■ Given passage ■
□ □ □ □

# 1/8" gap between OSB sheeting to allow for expansion?



## pmaru77 (Dec 7, 2006)

I know that when sub flooring with OSB that it is sugested that you leave an expansion gap of 1/8 inch. Do any of you do this for sub roofing. I would guess not ....but would like to know the practice.


----------



## Bonus (Aug 25, 2005)

If you're using "h-clips" then this will do that for you, if not, I put a 2' nail between the sheets for expansion. Actually it has more to do with contraction of the rafter/joist, the OSB is pretty stable.


----------



## pmaru77 (Dec 7, 2006)

I just did a 9x12 shed and all my seams are on rafters...no gap. So the contraction of the joist brings the OSB onto a collision course? So say the rafter shrinks to 1 7/16 from 1 9/16....so a 1/8 inch collision. But not until many years?


----------



## North Country (Nov 5, 2006)

The reason for this 1/8" gap is to take into account the expansive properties of OSB. LEave a sheet out in the rain and you'll see what I mean.


----------



## caseywa (Nov 7, 2006)

I had built a roof over our front porch using OSB and did not leave an expansion gap...what a mistake! Over time it was easy to see the bowing that occurred. We had the house reroofed this year by a roofing company with me replacing the the porch roof sheathing.

I wanted to do the work for a couple of reasons...the main one being having access to run some telephone and computer cables to other rooms in the house and to use 3/4 inch ply instead of 1/2 inch the roofing company wanted to use.

An expansion gap of 1/8 inch was used and the areas I felt were too tight I ran the skillsaw along the seam with the blade set at 3/4 inch. The roofing company and building inspector were both pleased with the gaping between the sheets.


----------



## AaronB (Jan 29, 2005)

Use the clips.


----------

□ □ □ □

[Entries from a point annotation set]
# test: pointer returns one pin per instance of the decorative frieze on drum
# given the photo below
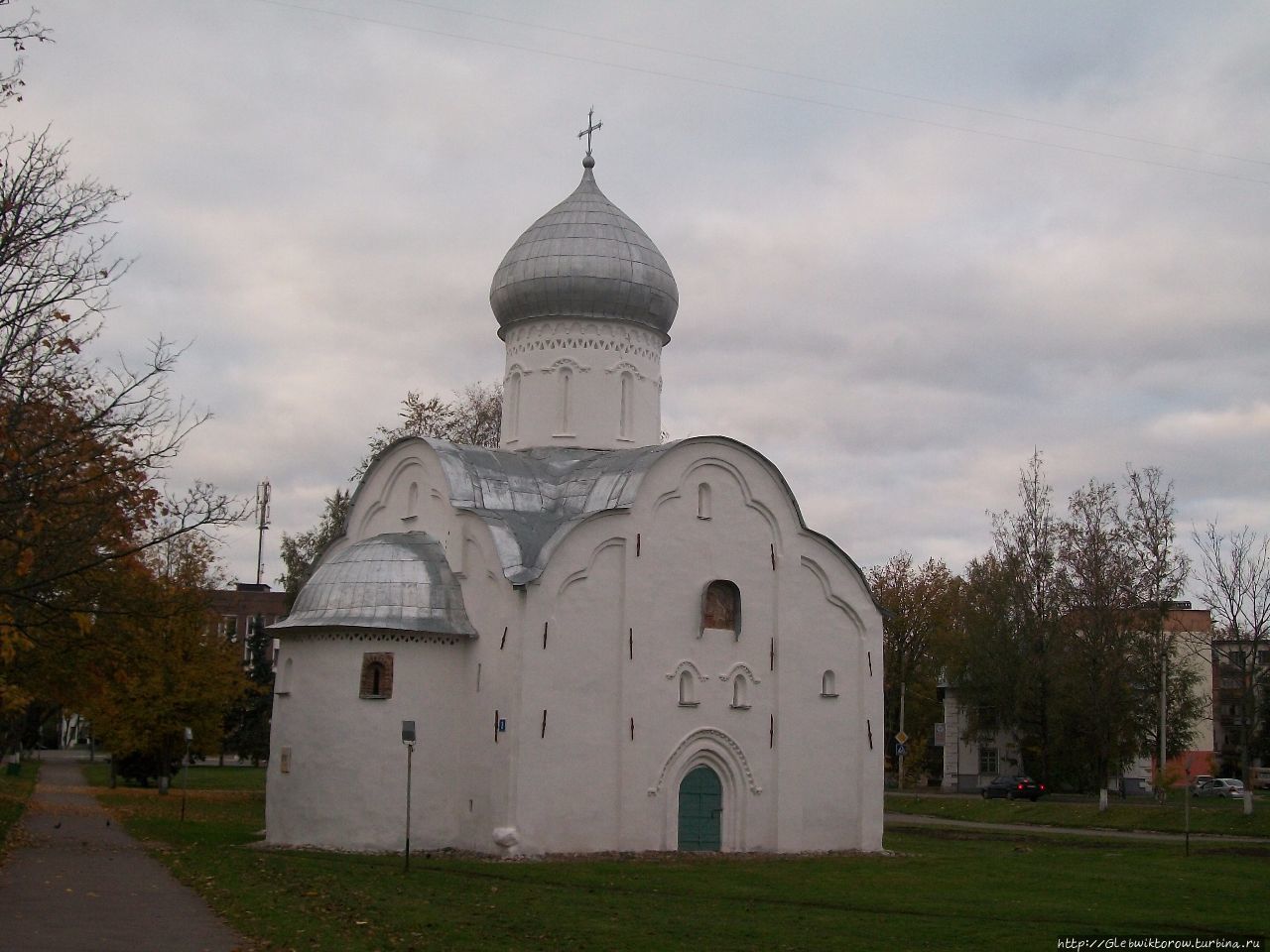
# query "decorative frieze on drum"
(575, 334)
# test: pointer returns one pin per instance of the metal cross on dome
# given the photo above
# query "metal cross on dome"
(590, 127)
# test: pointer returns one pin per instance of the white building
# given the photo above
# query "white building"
(604, 643)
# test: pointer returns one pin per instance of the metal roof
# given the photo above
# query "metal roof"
(395, 581)
(531, 498)
(584, 258)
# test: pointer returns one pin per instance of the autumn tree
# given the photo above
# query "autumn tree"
(1008, 679)
(919, 630)
(1150, 531)
(163, 666)
(19, 33)
(472, 416)
(1234, 583)
(82, 444)
(1065, 629)
(246, 725)
(300, 552)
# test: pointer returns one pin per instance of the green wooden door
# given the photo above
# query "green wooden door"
(699, 809)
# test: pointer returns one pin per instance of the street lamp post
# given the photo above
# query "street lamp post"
(185, 783)
(408, 739)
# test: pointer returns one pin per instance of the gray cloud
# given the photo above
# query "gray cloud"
(897, 312)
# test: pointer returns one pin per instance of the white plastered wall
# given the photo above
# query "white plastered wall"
(564, 385)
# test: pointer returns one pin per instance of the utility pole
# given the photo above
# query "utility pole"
(262, 512)
(408, 739)
(899, 761)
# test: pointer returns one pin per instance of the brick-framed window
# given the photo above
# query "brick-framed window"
(720, 607)
(376, 675)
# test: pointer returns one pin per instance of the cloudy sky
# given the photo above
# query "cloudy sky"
(913, 240)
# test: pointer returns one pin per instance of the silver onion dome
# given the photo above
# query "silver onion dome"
(395, 581)
(584, 258)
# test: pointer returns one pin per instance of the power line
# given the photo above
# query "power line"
(753, 90)
(842, 84)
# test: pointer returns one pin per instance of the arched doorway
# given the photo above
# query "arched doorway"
(699, 810)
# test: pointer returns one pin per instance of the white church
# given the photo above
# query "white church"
(604, 643)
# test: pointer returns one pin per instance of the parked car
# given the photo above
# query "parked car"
(1222, 787)
(1014, 787)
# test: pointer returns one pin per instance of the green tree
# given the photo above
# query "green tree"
(300, 552)
(246, 726)
(1234, 583)
(163, 666)
(919, 631)
(472, 416)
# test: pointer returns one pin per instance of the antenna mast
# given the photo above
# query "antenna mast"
(262, 513)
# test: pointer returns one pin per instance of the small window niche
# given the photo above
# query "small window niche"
(828, 684)
(376, 675)
(703, 500)
(688, 690)
(412, 503)
(720, 607)
(626, 419)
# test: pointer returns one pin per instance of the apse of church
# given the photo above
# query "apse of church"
(604, 642)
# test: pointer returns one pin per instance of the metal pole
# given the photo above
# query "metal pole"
(899, 761)
(1188, 796)
(409, 760)
(1161, 785)
(185, 784)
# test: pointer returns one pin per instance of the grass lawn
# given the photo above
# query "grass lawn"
(1207, 815)
(200, 777)
(14, 793)
(939, 890)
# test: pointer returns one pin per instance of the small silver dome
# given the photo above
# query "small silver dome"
(397, 581)
(584, 258)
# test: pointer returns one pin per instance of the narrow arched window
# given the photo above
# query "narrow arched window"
(826, 684)
(627, 409)
(566, 386)
(720, 607)
(513, 407)
(688, 696)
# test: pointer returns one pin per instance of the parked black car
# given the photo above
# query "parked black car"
(1014, 787)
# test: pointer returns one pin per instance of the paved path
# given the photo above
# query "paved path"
(76, 883)
(893, 820)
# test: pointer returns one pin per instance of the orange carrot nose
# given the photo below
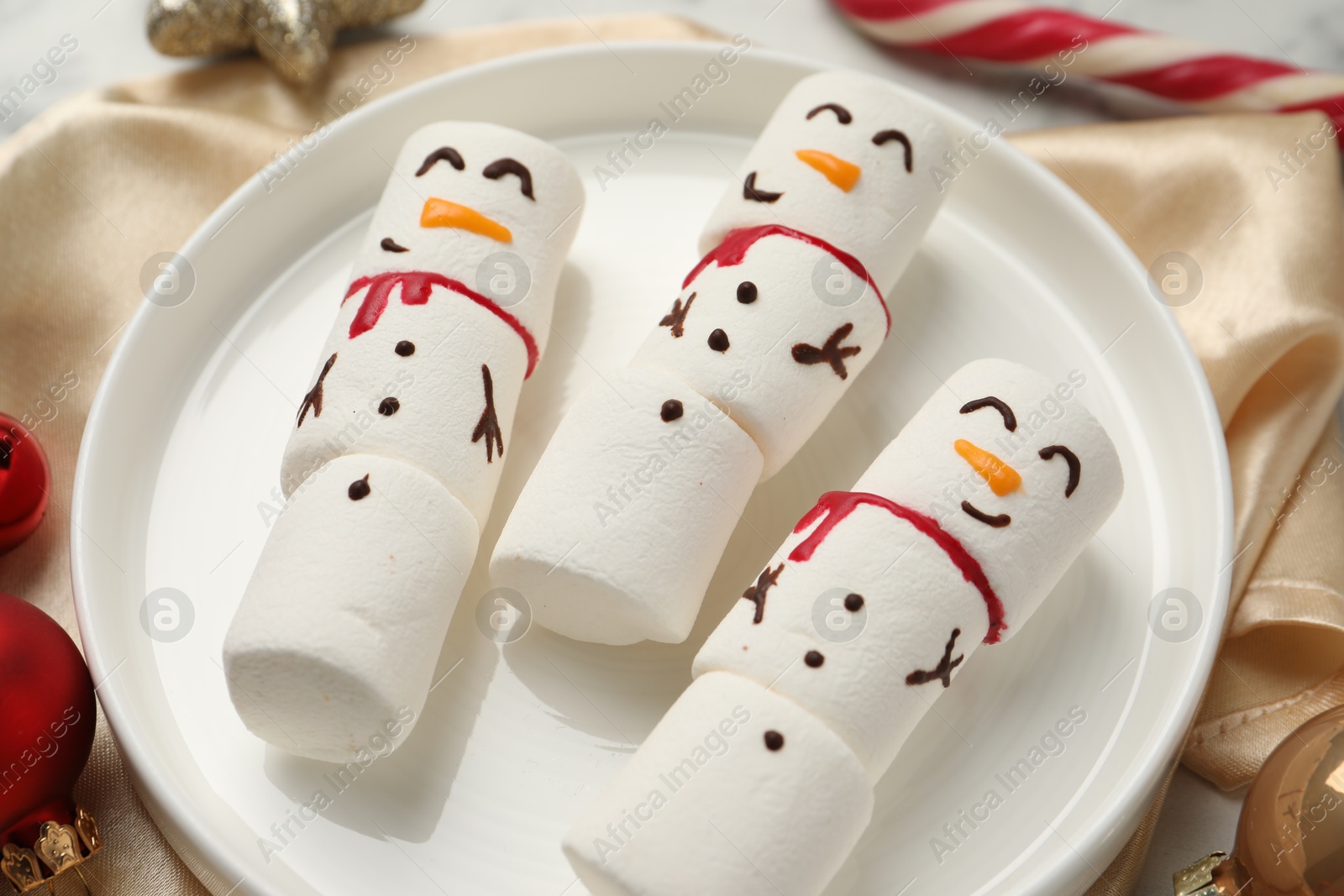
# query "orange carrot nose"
(440, 212)
(1001, 479)
(837, 170)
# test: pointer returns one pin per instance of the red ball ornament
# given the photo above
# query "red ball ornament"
(24, 483)
(46, 732)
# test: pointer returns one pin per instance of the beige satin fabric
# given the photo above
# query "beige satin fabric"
(98, 184)
(1269, 329)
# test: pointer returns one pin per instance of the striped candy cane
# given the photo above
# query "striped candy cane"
(1015, 33)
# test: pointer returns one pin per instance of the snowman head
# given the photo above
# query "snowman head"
(846, 159)
(483, 204)
(1010, 464)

□ □ □ □

■ To-do list ■
**a.** Reproduce word for word the part of the OSB gap thread that begins at the words "An expansion gap of 1/8 inch was" and stops after "between the sheets.".
**b.** Using the OSB gap thread, say whether each statement agrees with it, answering yes or no and quoting the deciding words. (i) The 9x12 shed was built with no gap between the sheets. (ii) The roofing company wanted to use 3/4 inch plywood on the porch roof. (iii) One reply calls OSB pretty stable.
**c.** According to the OSB gap thread, why did caseywa want to replace the porch roof sheathing instead of leaving it to the roofing company?

■ Answers for this exercise ■
**a.**
An expansion gap of 1/8 inch was used and the areas I felt were too tight I ran the skillsaw along the seam with the blade set at 3/4 inch. The roofing company and building inspector were both pleased with the gaping between the sheets.

**b.**
(i) Yes: "all my seams are on rafters...no gap."
(ii) No: "to use 3/4 inch ply instead of 1/2 inch the roofing company wanted to use."
(iii) Yes: "the OSB is pretty stable."

**c.** The main reason was to get access for running telephone and computer cables to other rooms in the house. caseywa also wanted to use 3/4 inch plywood instead of the 1/2 inch the roofing company wanted to use.